**Task description:** Copy the rows from the start through the line holding "MULTIPOLYGON (((187 204, 197", inclusive, with "tussock grass" changed to "bunchgrass" and nothing else altered.
** begin **
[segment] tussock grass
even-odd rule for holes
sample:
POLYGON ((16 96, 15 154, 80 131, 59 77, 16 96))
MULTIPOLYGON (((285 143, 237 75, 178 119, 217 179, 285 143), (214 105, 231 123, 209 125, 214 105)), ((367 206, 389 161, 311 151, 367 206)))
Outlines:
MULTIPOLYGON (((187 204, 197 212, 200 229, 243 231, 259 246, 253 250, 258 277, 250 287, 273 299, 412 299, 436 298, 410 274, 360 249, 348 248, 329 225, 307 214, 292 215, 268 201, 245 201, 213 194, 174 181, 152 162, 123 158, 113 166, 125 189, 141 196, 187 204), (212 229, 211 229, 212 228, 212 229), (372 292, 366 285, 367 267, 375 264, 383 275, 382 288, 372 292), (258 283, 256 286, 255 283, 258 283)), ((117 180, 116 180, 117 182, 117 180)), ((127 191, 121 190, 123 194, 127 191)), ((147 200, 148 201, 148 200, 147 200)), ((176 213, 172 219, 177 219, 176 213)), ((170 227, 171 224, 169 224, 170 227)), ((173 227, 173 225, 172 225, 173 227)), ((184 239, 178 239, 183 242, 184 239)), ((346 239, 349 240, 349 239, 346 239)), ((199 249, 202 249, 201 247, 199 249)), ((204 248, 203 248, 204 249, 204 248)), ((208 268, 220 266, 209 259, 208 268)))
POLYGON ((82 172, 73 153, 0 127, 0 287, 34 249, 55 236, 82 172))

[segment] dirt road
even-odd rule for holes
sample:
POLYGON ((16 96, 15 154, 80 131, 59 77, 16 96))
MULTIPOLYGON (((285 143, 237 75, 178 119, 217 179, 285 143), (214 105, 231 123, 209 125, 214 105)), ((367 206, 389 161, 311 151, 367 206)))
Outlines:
** end **
**Answer to this problem:**
[segment] bunchgrass
even-odd rule for holes
sample:
POLYGON ((16 96, 15 154, 80 131, 59 77, 16 96))
MULTIPOLYGON (((285 143, 237 75, 178 119, 217 179, 285 143), (214 105, 231 123, 209 125, 214 105)), ((367 206, 389 161, 311 151, 367 206)))
Outlines:
MULTIPOLYGON (((187 204, 197 212, 200 229, 243 231, 259 246, 253 250, 258 277, 250 287, 273 299, 412 299, 436 298, 410 274, 360 249, 348 248, 329 225, 307 214, 292 215, 268 201, 245 201, 213 194, 174 181, 152 162, 123 158, 113 166, 125 189, 141 196, 187 204), (212 229, 211 229, 212 228, 212 229), (372 292, 366 285, 367 267, 375 264, 383 275, 382 288, 372 292), (258 283, 256 286, 255 283, 258 283)), ((117 180, 116 180, 117 182, 117 180)), ((127 191, 121 190, 123 194, 127 191)), ((147 200, 148 201, 148 200, 147 200)), ((176 213, 172 219, 177 219, 176 213)), ((170 227, 171 224, 169 224, 170 227)), ((173 227, 173 225, 172 225, 173 227)), ((184 239, 178 239, 183 242, 184 239)), ((346 239, 349 240, 349 239, 346 239)), ((199 249, 202 249, 201 247, 199 249)), ((204 248, 203 248, 204 249, 204 248)), ((208 268, 220 266, 209 259, 208 268)))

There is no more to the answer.